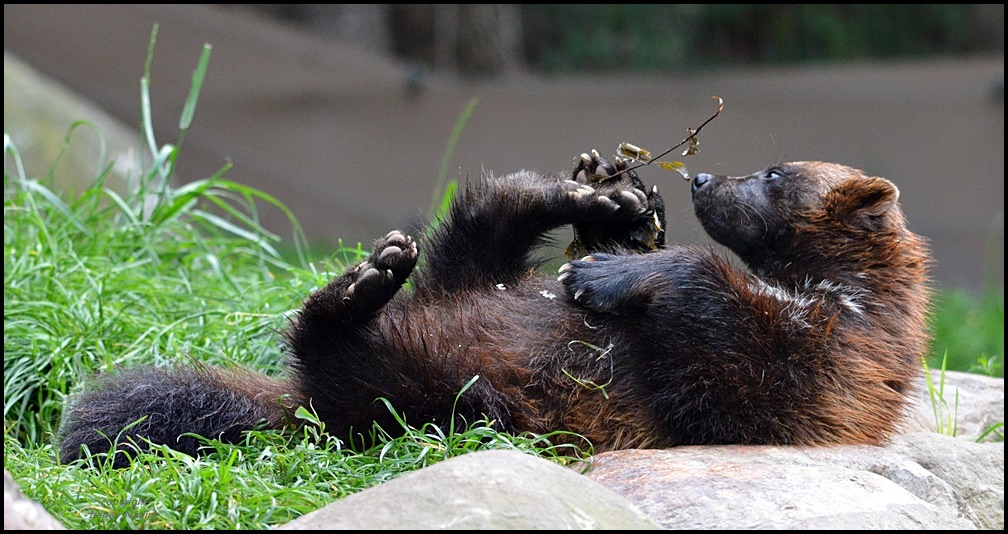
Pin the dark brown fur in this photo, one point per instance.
(819, 341)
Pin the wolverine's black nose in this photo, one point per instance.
(700, 180)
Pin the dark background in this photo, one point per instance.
(343, 112)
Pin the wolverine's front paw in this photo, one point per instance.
(599, 281)
(386, 269)
(638, 224)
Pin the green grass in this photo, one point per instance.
(969, 331)
(163, 274)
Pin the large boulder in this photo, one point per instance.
(486, 490)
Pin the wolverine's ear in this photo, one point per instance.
(865, 197)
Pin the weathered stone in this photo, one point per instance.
(485, 490)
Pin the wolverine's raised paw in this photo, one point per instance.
(640, 220)
(385, 270)
(597, 281)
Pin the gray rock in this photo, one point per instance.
(21, 513)
(485, 490)
(921, 481)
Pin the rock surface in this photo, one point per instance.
(487, 490)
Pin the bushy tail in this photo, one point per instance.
(135, 405)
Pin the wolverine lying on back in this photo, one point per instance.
(820, 341)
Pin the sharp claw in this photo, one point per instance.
(388, 252)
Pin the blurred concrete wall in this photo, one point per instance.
(352, 141)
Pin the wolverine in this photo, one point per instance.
(812, 332)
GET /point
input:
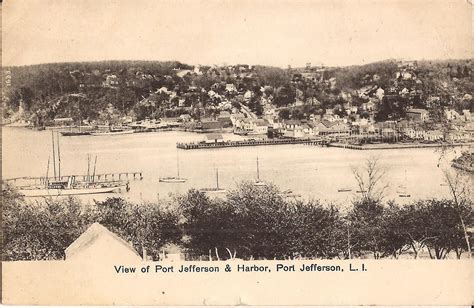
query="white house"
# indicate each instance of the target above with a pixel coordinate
(98, 244)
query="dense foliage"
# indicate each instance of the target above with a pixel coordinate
(109, 90)
(251, 222)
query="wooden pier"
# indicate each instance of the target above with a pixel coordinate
(102, 178)
(248, 143)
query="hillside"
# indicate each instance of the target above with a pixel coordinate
(110, 90)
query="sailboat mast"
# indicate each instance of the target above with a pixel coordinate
(177, 162)
(54, 155)
(93, 174)
(47, 173)
(59, 159)
(258, 171)
(88, 167)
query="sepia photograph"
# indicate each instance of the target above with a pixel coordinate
(237, 149)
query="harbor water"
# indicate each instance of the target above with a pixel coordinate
(311, 171)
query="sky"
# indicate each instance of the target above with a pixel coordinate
(265, 32)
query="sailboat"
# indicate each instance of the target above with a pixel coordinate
(174, 179)
(259, 182)
(403, 189)
(216, 189)
(58, 187)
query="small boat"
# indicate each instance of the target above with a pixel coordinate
(216, 189)
(259, 182)
(56, 190)
(289, 194)
(57, 187)
(174, 179)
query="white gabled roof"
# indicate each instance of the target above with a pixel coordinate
(93, 234)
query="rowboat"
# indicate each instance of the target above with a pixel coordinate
(174, 179)
(259, 182)
(216, 189)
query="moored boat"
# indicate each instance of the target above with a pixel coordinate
(216, 189)
(72, 191)
(259, 182)
(66, 134)
(174, 179)
(113, 132)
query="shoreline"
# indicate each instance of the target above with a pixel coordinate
(396, 146)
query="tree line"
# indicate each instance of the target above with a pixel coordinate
(249, 223)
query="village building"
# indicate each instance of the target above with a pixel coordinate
(418, 115)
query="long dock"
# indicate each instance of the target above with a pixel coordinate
(247, 143)
(102, 177)
(396, 146)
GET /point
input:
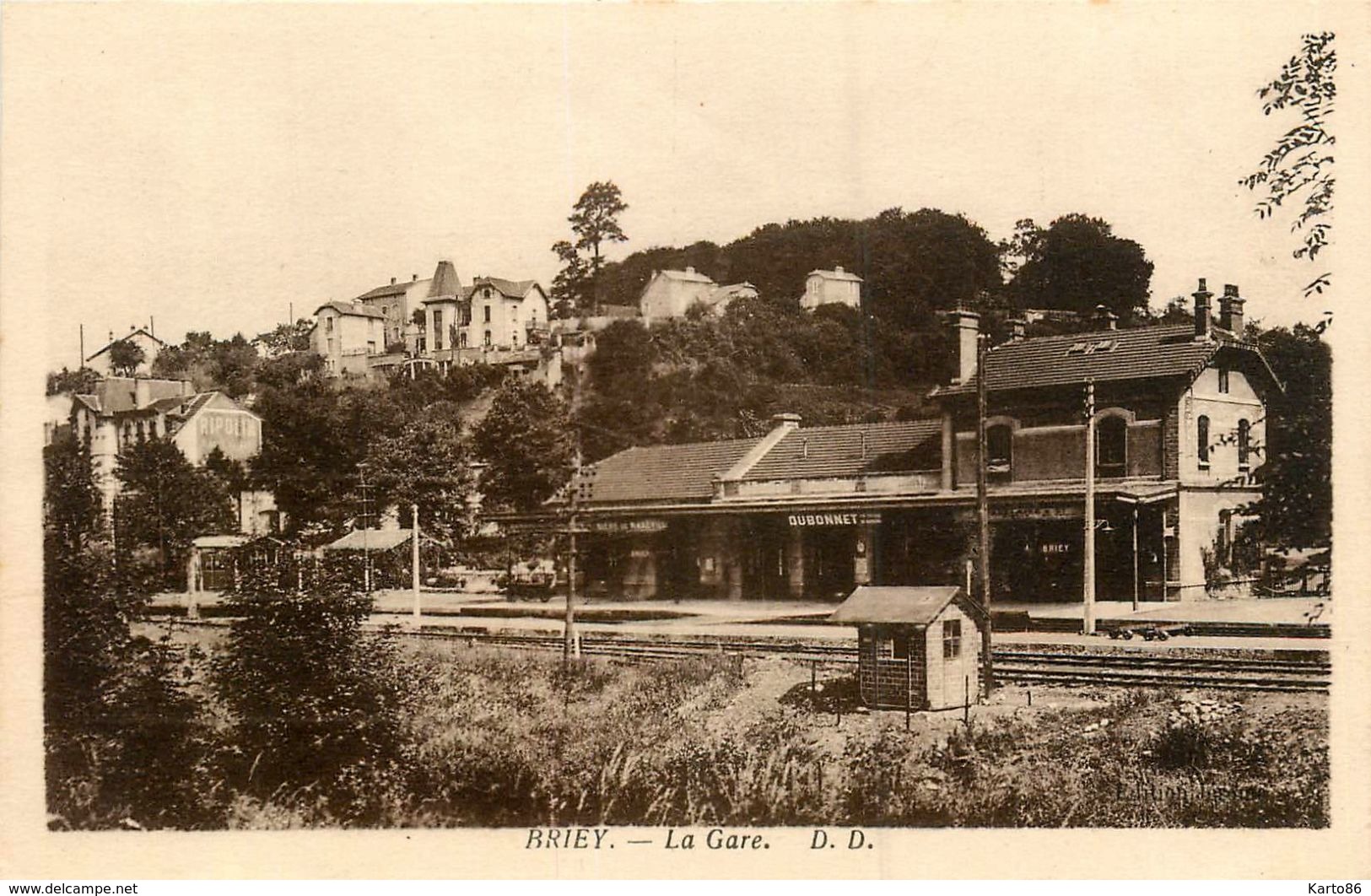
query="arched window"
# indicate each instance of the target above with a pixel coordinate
(1000, 448)
(1112, 447)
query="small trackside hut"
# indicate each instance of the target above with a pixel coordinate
(917, 648)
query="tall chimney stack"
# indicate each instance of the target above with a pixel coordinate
(1230, 310)
(1201, 298)
(967, 325)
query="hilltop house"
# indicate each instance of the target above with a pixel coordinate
(672, 294)
(835, 287)
(149, 344)
(125, 410)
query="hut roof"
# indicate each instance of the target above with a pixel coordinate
(895, 604)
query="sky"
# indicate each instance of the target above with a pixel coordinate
(214, 167)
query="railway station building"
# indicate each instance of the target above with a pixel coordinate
(812, 513)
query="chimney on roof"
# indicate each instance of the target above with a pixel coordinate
(1201, 298)
(1230, 310)
(967, 327)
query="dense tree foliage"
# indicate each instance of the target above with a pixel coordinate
(1078, 263)
(287, 337)
(1300, 166)
(1296, 507)
(125, 358)
(594, 221)
(427, 463)
(165, 503)
(316, 704)
(124, 742)
(526, 441)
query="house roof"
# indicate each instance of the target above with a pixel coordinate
(510, 288)
(690, 277)
(837, 274)
(370, 540)
(731, 291)
(127, 336)
(844, 451)
(445, 283)
(390, 289)
(664, 472)
(1104, 355)
(895, 604)
(350, 309)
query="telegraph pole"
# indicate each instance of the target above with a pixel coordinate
(366, 569)
(1089, 626)
(569, 634)
(414, 558)
(983, 513)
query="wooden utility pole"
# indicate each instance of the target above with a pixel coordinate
(414, 558)
(569, 634)
(1136, 581)
(1089, 623)
(983, 515)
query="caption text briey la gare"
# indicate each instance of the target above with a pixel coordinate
(690, 839)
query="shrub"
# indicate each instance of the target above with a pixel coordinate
(316, 704)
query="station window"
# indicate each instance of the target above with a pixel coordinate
(952, 639)
(1000, 440)
(1112, 447)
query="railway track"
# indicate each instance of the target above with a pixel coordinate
(1118, 669)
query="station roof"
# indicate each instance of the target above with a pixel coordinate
(845, 451)
(1105, 355)
(664, 472)
(895, 604)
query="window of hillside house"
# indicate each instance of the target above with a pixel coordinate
(1000, 440)
(1112, 447)
(952, 639)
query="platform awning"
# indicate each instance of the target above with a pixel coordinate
(370, 540)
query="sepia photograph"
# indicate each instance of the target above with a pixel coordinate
(775, 430)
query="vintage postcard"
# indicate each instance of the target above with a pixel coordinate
(687, 440)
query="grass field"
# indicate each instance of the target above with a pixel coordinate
(505, 739)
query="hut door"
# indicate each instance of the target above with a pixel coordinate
(954, 676)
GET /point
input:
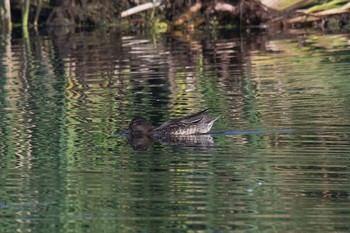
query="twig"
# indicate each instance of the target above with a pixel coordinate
(141, 7)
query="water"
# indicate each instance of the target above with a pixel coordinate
(278, 160)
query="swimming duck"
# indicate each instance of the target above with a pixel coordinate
(197, 123)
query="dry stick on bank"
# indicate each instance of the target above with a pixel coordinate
(142, 7)
(7, 14)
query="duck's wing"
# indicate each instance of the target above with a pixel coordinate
(187, 120)
(194, 118)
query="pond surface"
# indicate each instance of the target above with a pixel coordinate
(278, 162)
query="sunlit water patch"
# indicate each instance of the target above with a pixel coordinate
(276, 160)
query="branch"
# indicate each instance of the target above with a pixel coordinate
(141, 7)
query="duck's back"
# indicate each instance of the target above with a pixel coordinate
(194, 124)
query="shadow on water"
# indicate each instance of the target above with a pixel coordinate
(143, 142)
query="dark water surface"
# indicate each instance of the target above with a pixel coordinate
(281, 162)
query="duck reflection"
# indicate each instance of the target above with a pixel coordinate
(144, 141)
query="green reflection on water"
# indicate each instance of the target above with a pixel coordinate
(64, 166)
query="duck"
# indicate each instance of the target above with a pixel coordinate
(197, 123)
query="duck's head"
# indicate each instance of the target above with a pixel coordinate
(140, 125)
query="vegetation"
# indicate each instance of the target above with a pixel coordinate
(183, 14)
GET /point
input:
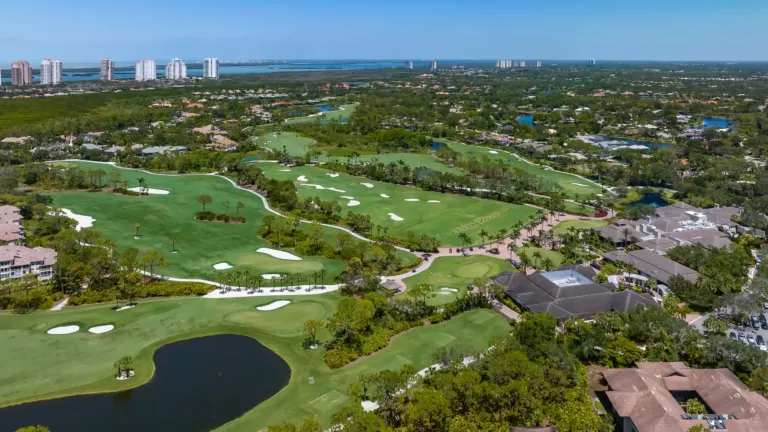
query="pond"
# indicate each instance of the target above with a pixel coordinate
(199, 385)
(650, 199)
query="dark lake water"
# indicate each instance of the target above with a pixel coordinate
(651, 199)
(199, 384)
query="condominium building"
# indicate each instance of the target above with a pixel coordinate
(211, 68)
(50, 72)
(21, 73)
(107, 72)
(146, 70)
(19, 261)
(176, 69)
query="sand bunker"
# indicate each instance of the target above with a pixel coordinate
(64, 329)
(274, 305)
(83, 221)
(278, 254)
(101, 329)
(320, 187)
(149, 191)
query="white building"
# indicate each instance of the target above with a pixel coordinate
(176, 69)
(50, 72)
(211, 68)
(146, 70)
(18, 261)
(107, 72)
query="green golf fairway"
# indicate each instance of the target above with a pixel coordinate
(455, 272)
(576, 187)
(40, 366)
(453, 214)
(200, 244)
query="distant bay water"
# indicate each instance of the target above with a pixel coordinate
(79, 71)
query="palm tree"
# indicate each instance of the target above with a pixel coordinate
(483, 234)
(536, 258)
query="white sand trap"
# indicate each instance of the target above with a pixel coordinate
(321, 187)
(150, 191)
(274, 305)
(83, 221)
(278, 254)
(64, 329)
(101, 329)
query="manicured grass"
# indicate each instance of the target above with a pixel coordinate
(295, 145)
(570, 183)
(413, 160)
(556, 257)
(456, 272)
(345, 112)
(200, 244)
(563, 226)
(452, 215)
(40, 366)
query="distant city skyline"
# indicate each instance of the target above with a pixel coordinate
(683, 30)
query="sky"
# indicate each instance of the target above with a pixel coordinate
(87, 30)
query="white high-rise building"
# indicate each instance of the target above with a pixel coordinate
(107, 71)
(146, 70)
(211, 68)
(50, 72)
(176, 69)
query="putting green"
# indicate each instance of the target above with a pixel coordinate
(576, 187)
(200, 244)
(446, 216)
(455, 272)
(82, 362)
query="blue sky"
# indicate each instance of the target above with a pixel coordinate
(87, 30)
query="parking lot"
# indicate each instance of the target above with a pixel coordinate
(749, 330)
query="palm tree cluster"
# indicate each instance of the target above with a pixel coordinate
(239, 281)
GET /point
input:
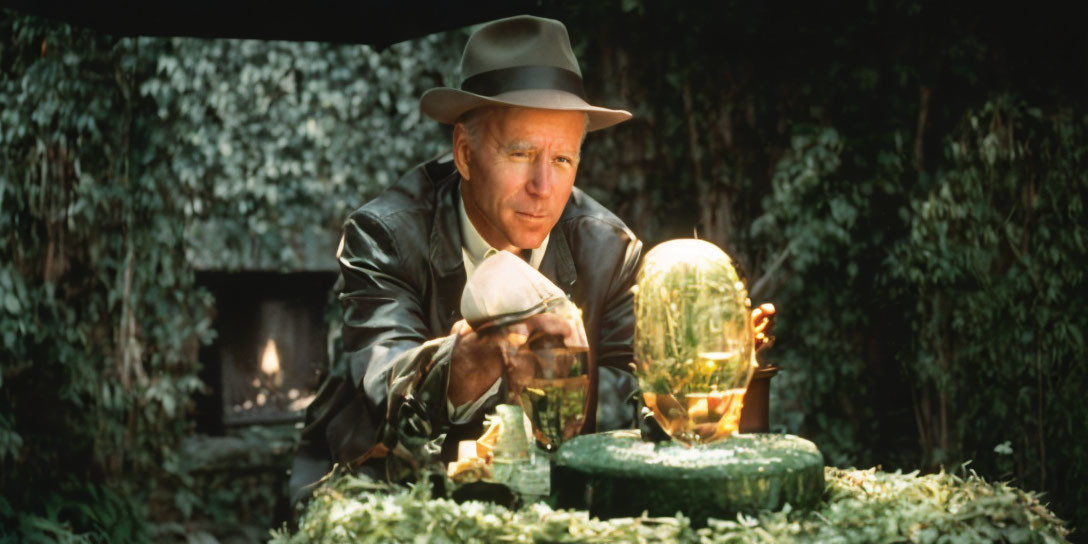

◆ ◆ ◆ ◆

■ Requirement
Return the lines above that include the string "window".

■ Result of the task
query="arched window"
query="station window"
query="window of hillside house"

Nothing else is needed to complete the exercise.